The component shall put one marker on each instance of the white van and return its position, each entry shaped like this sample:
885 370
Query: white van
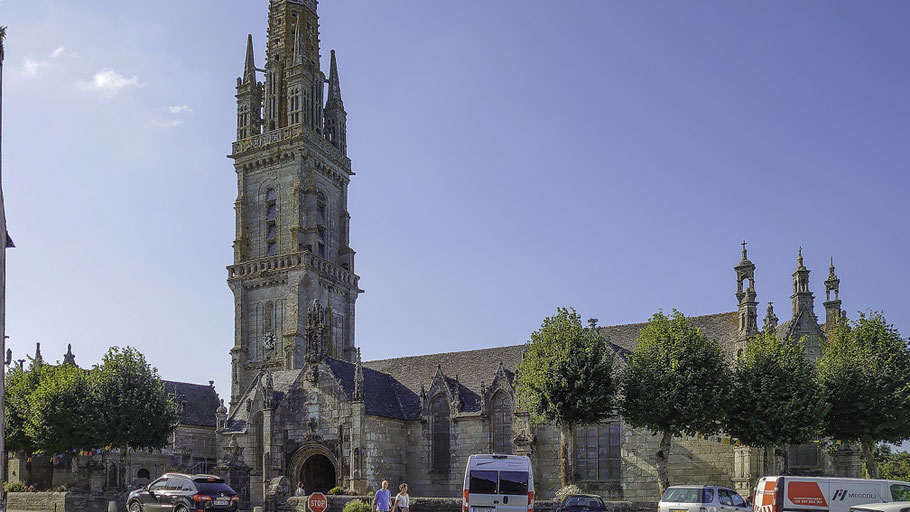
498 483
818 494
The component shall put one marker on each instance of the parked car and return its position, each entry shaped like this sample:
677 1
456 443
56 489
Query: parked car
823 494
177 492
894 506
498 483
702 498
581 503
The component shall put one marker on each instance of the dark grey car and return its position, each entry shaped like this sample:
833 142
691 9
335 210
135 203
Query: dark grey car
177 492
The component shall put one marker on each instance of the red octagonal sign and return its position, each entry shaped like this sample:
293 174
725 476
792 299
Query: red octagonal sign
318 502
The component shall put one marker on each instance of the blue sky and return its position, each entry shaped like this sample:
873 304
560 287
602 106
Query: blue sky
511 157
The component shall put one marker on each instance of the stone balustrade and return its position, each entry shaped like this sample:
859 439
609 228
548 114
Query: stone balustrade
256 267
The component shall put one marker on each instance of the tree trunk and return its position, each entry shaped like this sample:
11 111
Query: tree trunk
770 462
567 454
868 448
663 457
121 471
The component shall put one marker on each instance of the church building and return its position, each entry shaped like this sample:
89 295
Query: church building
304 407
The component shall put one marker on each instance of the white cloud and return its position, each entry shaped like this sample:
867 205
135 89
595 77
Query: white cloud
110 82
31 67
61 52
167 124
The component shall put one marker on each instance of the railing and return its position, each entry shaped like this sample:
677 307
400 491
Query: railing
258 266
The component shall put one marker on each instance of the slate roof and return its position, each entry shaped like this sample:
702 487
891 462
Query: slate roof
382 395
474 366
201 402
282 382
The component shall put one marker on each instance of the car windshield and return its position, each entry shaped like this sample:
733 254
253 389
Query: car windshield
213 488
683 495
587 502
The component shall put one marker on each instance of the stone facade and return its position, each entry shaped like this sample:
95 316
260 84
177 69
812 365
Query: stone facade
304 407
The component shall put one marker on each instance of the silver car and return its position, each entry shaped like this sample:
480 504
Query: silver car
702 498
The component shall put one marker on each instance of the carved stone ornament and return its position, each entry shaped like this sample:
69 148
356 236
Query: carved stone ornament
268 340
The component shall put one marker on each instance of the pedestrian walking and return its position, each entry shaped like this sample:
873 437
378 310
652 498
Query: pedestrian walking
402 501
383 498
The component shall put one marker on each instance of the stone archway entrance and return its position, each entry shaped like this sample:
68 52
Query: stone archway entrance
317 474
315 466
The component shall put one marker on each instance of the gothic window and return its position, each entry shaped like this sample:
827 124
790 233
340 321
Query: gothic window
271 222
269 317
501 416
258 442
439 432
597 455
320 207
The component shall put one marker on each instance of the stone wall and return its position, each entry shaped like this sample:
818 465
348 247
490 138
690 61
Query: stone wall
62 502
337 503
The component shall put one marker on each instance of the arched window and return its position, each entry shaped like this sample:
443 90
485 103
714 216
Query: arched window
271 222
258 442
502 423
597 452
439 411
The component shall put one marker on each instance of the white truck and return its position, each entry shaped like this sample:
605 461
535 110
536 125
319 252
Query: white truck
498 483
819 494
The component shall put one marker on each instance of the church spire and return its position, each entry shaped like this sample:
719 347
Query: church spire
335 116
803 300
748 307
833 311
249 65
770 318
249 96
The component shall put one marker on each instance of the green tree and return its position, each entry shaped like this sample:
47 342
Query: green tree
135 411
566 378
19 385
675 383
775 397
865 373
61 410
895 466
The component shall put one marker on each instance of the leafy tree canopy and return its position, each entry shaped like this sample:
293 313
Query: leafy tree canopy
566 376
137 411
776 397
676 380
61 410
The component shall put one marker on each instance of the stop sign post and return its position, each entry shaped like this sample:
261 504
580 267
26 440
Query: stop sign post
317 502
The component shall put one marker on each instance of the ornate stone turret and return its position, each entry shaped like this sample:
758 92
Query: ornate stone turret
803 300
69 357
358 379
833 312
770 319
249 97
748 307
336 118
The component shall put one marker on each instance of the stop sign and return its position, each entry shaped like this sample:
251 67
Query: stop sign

### Required task
Please write out all the data again word for word, but not the pictures.

### Worked solution
The component shall put one marker on each instance of the white van and return its position, each entry shaped like this sample:
885 370
Query: white van
498 483
818 494
The component shall put one marker on each instance of the parked car and return its position, each entry shaped like this sample:
677 1
456 443
56 489
Query: parked car
823 494
177 492
894 506
498 483
702 498
581 503
The component shall put one marker on each instance of the dark grey car and return its position, each entry shaped like this sample:
833 142
691 9
335 210
135 203
Query: dark grey car
177 492
The component shall put one marker on each instance of the red octagonal sign and return its position, each entry shaped like this sample:
293 174
725 476
792 299
Query: red octagonal sign
318 502
The component shall put one marker on each instance of the blue sky and return its position, each entry shaped like this sample:
873 304
560 287
602 106
Query: blue sky
511 157
The component shall put one marker on each instance of the stone balustrade and return its position, each entry shaped like this sample:
859 439
609 228
548 114
Query: stone balustrade
256 267
The component shall put one marker on each instance of the tree trunk and return its position, each entry shaped like this sample:
11 111
Query: tree trunk
770 462
567 454
868 448
663 457
121 471
The component shall put one marker on each instance of the church building and return its position, each entry shaped like this sample:
89 295
Query: church building
304 407
The component shall put one marker on each instance of the white cloud and return its position, each entry shaped like this sample:
867 205
135 89
595 77
Query: white cloud
110 82
31 67
61 52
167 124
The component shall put one marker on each instance of the railing and return its position, each entry shaped like this sample:
677 307
400 491
Query: railing
258 266
The component shall put one marker on each instance of the slate roof and return its position, each entry shaped like this sample:
702 487
891 462
Query: slate roof
382 395
474 366
201 402
282 382
The component shall put one marker on each instance of the car windshield and return its position, each entry shaped like this sample:
733 254
253 389
Query: car windshield
213 488
683 495
587 502
The component shall put one marker on each instance of the stone facade and return its position, each entry shaped like this sample:
95 316
260 84
177 69
812 365
Query: stone facade
304 407
The component shall put one marker on each instance of the silver car and return its position, each entry shaped like this sample:
480 504
Query: silver car
702 498
The component shall put one marker on each instance of the carved stone ornament and return its position, each entry shaped like this sample:
69 148
356 236
Query: carved stone ornament
268 340
The component shall put one marker on each instance of the pedestrian walking and return its position, each entry shaped like this sample:
873 437
378 310
652 498
Query: pedestrian walking
402 501
383 498
The component shall put one marker on each instance of the stone archway entrance and return its position, each entry shaped like this sample:
68 52
Query: stone archway entrance
317 474
315 466
The component shall put one marker on each instance of the gothic window and return its position, each entry shaped like this sample:
827 124
790 233
340 321
Query: gothic window
271 222
269 317
501 416
258 442
439 432
597 455
320 207
The component shall put one marker on each instance of the stone wall and return its position, each entry shaped like this sample:
818 465
348 247
490 138
690 61
Query: stone wall
62 502
337 503
The component shall put one marker on each instance of the arched window and return its position, each entry shaped like this sample:
443 90
485 103
714 216
Query: arched window
271 222
258 442
502 423
597 452
439 411
The component shall put one marker on each instance of the white truck and return its position, each entry shaped like this sample:
605 461
535 110
536 125
319 252
Query: white truck
498 483
819 494
The component shall put one marker on each instance of the church spire and return its position, each entry shaped like this sample:
719 347
Query: church spire
335 116
803 300
748 307
833 311
249 65
770 318
249 96
The component shall put one marker on each instance of the green tree and return its position, each entry shaped like this sample:
47 342
Query: green tree
135 411
566 378
19 385
675 383
775 397
865 373
61 410
895 466
The component shall put one marker on each instance of the leafy tree canopy and return its position, each entry shaped like this sample:
293 313
Query: leafy tree canopy
566 376
137 411
776 397
676 380
61 410
The component shall put one marker on each instance of the stop sign post and return its position, each entry shaped like this sample:
261 504
580 267
26 440
Query: stop sign post
317 502
The component shall put one marker on each instance of the ornate stone turret and return its position, each entry shaped like this sample:
758 92
Query: ornate stone turret
803 300
69 357
358 379
833 312
770 319
249 97
748 307
336 118
The component shall put one marker on each instance of the stop sign and return its position, each entry shaped like this sample:
251 67
Query: stop sign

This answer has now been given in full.